SELECTED TEXT –
"""
As an athletic trainer, you spend your days healing, helping, and changing lives.

When you decided on this career path, you made a choice to be the best healthcare professional you could be—to be there for patients needing preventative services, clinical diagnoses, treatments, care, and emergency therapeutic intervention.

You made the choice to work long hours, up close and personal, and hands-on with the patients you care about. And no matter how long you’ve been in the industry—20 days or 20 years—you know just how intensely rewarding it can be to be an AT.

But like most careers that promise and offer fulfilling rewards and meaningful human connection, being an Athletic Trainer also comes hand-in-hand with taking on something even more serious—risk.

And this risk—often referred to as liability—has the ugly potential to reach in and touch all parts of your life—your career, your finances, your future, your personal life. Unfortunately, it doesn’t matter how skilled, qualified, careful, or conscientious you are—just by signing on for the job of being an AT, you’re signing on for liability.

That’s why mitigating that risk in as many ways possible is so incredibly important.

We’re not saying that limiting your risk is easy and can always protect you from allegations and accusations, but by investing your time, energy, and finances into mitigation, you can diminish your chances of dealing with heavy risk that could weigh you down forever.

But how exactly do you start this process? What’s the first thing you should do as an AT to help cushion yourself against liability, reduce your risk, and mitigate the unavoidable?
"""
DATA FOR ANALYSIS –
"""
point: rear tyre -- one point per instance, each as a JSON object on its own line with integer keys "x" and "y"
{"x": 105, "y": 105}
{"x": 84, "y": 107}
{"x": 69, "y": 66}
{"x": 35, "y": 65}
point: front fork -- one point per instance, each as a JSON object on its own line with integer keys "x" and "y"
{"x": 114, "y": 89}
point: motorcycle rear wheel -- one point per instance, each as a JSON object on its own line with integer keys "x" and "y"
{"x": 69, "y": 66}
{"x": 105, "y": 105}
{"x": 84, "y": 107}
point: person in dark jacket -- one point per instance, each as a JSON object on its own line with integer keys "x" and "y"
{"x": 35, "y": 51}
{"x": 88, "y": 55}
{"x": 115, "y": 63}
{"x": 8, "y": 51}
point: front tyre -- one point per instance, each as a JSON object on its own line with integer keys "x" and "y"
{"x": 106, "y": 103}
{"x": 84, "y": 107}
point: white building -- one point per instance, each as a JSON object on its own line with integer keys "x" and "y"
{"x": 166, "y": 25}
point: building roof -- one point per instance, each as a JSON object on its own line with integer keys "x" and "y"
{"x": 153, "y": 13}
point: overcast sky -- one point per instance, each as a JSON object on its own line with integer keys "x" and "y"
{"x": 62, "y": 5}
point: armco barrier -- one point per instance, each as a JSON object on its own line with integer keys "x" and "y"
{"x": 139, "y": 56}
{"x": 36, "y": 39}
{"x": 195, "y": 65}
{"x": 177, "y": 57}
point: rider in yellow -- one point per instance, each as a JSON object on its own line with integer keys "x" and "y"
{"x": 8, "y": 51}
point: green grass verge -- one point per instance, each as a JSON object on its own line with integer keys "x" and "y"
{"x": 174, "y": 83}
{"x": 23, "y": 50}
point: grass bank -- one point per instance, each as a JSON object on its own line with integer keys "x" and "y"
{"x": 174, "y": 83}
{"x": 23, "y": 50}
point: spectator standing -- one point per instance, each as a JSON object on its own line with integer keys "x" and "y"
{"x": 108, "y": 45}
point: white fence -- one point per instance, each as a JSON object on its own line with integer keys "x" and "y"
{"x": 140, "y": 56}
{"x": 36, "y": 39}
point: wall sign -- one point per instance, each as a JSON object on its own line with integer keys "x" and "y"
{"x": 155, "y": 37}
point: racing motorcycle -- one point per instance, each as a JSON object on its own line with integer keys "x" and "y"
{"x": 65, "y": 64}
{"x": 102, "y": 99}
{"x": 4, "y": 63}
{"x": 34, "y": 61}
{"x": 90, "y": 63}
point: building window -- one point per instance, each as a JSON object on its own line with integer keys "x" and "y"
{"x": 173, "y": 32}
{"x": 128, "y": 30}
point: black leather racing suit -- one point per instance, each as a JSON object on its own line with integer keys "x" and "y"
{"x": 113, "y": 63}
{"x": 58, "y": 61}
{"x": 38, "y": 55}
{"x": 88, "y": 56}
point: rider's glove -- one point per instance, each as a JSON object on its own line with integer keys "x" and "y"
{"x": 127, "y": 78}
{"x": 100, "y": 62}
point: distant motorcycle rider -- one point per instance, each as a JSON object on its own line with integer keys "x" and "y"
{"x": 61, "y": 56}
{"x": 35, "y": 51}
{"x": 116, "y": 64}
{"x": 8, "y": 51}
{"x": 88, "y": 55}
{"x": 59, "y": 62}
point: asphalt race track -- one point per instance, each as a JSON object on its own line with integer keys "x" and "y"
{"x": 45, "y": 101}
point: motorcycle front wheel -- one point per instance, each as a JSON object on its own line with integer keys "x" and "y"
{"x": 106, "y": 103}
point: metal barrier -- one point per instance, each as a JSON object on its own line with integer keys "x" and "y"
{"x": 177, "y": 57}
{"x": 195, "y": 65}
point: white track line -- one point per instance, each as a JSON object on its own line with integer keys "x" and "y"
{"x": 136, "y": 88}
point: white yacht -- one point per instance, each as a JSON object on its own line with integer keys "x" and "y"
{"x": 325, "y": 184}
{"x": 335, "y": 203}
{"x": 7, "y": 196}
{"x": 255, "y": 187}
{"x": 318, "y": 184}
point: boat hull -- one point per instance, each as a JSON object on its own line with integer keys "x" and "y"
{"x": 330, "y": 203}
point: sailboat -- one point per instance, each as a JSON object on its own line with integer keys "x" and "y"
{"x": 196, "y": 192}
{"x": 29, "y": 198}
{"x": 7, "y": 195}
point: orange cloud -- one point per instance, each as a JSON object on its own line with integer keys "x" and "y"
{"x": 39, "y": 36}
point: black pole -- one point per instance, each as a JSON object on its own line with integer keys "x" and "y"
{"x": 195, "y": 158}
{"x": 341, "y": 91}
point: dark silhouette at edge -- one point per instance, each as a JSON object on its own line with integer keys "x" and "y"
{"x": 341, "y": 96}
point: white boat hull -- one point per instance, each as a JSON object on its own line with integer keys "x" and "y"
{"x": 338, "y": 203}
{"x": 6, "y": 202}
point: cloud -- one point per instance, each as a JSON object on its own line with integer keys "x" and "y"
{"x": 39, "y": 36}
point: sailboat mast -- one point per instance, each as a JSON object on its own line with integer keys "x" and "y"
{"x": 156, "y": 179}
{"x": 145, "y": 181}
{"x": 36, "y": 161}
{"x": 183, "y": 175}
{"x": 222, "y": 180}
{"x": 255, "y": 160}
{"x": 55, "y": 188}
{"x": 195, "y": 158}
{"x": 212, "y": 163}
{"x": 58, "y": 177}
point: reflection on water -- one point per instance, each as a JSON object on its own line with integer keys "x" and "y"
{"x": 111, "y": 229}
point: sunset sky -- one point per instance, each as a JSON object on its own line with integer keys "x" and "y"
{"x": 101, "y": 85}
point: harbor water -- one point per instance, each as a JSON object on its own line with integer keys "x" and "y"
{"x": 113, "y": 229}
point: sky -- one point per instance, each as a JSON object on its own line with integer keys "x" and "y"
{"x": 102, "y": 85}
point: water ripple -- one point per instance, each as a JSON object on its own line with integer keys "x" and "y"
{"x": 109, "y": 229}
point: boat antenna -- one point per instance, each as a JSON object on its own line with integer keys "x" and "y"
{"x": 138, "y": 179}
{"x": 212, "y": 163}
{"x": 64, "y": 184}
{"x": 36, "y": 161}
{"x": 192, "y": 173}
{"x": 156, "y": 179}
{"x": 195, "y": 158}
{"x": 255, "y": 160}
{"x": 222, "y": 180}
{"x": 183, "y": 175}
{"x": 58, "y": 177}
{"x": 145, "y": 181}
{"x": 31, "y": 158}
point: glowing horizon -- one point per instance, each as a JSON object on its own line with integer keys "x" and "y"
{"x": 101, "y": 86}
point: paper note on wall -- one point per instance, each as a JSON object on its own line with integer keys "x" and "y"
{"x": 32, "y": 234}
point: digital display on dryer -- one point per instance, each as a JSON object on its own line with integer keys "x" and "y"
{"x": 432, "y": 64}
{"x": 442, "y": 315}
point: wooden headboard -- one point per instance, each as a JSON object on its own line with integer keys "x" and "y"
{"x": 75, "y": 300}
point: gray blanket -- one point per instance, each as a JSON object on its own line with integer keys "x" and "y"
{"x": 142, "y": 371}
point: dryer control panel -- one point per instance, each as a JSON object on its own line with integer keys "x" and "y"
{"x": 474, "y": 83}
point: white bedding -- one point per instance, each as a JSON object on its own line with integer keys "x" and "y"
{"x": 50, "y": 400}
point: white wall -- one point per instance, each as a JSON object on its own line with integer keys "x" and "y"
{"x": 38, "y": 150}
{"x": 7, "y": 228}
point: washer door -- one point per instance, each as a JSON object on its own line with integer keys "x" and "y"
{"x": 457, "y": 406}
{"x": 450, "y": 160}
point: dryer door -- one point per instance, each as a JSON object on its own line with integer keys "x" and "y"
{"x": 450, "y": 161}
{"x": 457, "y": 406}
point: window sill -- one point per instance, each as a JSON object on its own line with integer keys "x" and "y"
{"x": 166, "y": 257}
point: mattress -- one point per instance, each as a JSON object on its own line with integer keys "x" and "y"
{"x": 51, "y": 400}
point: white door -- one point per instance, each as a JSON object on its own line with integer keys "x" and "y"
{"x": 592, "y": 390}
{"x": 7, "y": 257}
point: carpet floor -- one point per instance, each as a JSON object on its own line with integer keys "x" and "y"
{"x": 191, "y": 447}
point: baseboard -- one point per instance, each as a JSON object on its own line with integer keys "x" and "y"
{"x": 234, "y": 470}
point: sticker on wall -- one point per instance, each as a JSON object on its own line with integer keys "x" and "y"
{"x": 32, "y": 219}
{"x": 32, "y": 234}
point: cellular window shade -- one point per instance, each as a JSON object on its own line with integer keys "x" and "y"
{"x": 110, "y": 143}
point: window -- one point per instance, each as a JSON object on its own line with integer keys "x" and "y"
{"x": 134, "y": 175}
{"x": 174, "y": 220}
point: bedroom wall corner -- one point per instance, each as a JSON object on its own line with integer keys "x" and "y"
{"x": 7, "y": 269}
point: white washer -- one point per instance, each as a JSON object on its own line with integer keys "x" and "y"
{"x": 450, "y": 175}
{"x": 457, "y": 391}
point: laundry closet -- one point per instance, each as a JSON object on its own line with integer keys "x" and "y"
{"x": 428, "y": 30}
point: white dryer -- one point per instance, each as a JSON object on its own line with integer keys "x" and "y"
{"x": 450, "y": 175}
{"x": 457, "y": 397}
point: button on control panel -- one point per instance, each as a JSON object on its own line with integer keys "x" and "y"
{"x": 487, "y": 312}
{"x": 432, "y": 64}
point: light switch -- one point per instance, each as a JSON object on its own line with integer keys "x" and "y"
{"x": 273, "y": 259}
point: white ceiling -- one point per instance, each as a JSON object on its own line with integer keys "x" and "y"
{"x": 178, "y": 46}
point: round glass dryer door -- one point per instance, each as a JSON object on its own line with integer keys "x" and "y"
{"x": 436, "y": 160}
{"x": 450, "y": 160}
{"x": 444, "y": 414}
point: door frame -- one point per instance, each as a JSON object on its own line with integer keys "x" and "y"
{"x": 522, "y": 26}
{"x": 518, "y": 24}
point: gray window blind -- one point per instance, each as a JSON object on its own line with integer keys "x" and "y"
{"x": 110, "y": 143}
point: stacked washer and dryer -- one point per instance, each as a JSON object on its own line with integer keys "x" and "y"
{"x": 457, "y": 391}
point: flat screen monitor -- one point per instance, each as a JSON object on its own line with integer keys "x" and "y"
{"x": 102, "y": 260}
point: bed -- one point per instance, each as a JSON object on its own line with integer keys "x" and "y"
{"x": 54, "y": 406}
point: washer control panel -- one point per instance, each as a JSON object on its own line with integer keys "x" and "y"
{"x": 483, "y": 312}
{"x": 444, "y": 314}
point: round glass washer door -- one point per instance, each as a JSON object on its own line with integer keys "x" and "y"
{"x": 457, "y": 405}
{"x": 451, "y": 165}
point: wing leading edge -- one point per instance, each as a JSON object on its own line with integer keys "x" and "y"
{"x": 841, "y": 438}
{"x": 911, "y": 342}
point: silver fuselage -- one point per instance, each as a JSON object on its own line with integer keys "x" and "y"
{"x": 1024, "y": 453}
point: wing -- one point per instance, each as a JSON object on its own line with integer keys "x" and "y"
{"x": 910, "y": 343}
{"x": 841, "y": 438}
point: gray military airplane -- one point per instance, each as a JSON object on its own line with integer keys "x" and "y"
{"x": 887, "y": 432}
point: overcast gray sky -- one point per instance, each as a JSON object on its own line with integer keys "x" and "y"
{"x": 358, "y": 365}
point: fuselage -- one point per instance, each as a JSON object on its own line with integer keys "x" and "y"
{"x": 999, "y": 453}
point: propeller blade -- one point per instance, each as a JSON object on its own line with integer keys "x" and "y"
"""
Answer these from the text about athletic trainers and liability:
1. What two lengths of time in the industry does the text mention?
2. What does the text say the risk is often called?
3. Which parts of a person's life does the text say this risk can reach?

REPLY TO THE TASK –
1. 20 days or 20 years.
2. Liability.
3. Career, finances, future, and personal life.